- [EXTRACT]
# Puncture safe



## kevanna1959 (Apr 5, 2010)

We met a chap (as you do) in France who had a product in his tyres so that if he got a puncture the tyres would not deflate it is supplied by a company called puncture safe. Does anyone have any advice they can offer.
Thankyou 
Anna


----------



## Zebedee (Oct 3, 2007)

Hi Anna

It works well for slow punctures in the tread area - like a nail or similar. Could prevent a catastrophic event at high speed, due to the heating up of an under inflated tyre.

If you get sidewall damage though, forget it. Nothing will protect against that.

It is supposed to be washable in water, so in theory a puncture could be professionally repaired. I think you would have to do the washing though, as I can't see a tyre place wanting the bother.

Dave


----------



## Mrplodd (Mar 4, 2008)

http://www.puncturesafe.com/puncturesafe-technical.html


----------



## Mike48 (May 1, 2005)

Zebedee said:


> Hi Anna
> 
> It works well for slow punctures in the tread area - like a nail or similar. Could prevent a catastrophic event at high speed, due to the heating up of an under inflated tyre.
> 
> ...


I agree with all of the above except the final sentence as some tyre dealers now sell the stuff.

Many bus companies and truckers use this product so presumably it is of some use. I have it in mine. I telephoned their HQ in Exeter and within 15 minutes a mobile tyre fitter turned up on my drive and inserted the product for around £50.

If interested their contact details are here:

http://www.puncturesafe.com/contact-puncturesafe.html


----------



## fatbuddha (Aug 7, 2006)

it sounds very similar to a latex based product that you can use in mountain bike tyres so you don't have to use an inner tube - it seals small punctures as the latex hardens on contact with air. my missus has had it in her MTB tyres for 7/8 years and she's not punctured in that time.

obviously the formulation is different!


----------



## bigcol (Jan 22, 2010)

Had it our tyres for some years.Seems to work well,and tyres hold their pressure better.Had a major puncture on M6 last year ,but was able to pull over onto hard shoulder without any swaying.Tyre was ruined,but was able to wash rim and have new tyre fitted when we returned home.Was not surprised that tyre was ruined we were doing approx 65mph when one of the rear tyres blew and it obviously takes a little time to pull over and drop your speed.Colin


----------



## rosalan (Aug 24, 2009)

Relying on this type of product can have consequences. They could save you problems from slow leaks but would you know that you had a slow leak?
If you do not have a spare tyre and you get a puncture beyond its ability to seal (as I did last year in a sidewall), I doubt that you will be covered for a breakdown service according to an earlier thread. The breakdown people may not have your tyres size available (last year I visited 4 large tyres depots in France before getting a Continental Vancocamper 15" which is a common tyre) so breakdown services would have to search for a supplier, get it collected and delivered then fitted.
Carry a spare!

Alan


----------



## wasfitonce (Apr 27, 2009)

- [DATA SUPPLIED]
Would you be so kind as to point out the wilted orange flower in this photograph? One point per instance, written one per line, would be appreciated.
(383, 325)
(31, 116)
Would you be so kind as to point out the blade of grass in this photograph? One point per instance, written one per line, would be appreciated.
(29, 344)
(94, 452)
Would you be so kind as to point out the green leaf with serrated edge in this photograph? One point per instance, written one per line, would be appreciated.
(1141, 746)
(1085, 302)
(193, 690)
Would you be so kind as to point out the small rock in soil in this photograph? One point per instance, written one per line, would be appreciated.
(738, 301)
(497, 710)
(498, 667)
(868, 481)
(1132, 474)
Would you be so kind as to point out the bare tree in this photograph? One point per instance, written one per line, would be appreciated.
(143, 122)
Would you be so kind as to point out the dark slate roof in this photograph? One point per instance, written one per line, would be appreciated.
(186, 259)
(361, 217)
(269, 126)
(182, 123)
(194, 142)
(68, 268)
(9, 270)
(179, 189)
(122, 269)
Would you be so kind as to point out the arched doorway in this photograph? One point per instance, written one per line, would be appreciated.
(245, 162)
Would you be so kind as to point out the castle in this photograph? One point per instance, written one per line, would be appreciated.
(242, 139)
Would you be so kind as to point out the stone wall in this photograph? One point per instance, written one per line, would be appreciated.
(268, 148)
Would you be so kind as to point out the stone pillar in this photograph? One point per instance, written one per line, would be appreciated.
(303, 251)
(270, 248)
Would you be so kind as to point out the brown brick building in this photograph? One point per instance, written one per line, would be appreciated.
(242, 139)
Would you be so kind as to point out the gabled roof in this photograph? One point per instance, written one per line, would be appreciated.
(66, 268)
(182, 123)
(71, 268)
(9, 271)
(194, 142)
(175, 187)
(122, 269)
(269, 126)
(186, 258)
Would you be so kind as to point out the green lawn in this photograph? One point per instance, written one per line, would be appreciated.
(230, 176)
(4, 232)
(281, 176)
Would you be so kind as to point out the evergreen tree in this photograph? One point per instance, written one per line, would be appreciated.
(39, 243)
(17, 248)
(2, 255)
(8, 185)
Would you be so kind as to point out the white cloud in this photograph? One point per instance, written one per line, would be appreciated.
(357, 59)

- [WHAT YOU WILL DO]
[1] Answer these questions using the thread:
(a) In which city is the headquarters that Mike48 telephoned?
(b) For how many years has fatbuddha's partner had the latex product in her mountain bike tyres?
(c) On which motorway did bigcol have a major puncture?
[2] Copy the stretch of the thread from "## kevanna1959 (Apr" through "(Oct 3, 2007)", substituting "man" for "chap".

- [TASK-BY-TASK SOLUTIONS]
[1]
(a) Exeter
(b) 7/8 years
(c) The M6

[2]
## kevanna1959 (Apr 5, 2010)

We met a man (as you do) in France who had a product in his tyres so that if he got a puncture the tyres would not deflate it is supplied by a company called puncture safe. Does anyone have any advice they can offer.
Thankyou 
Anna


----------



## Zebedee (Oct 3, 2007)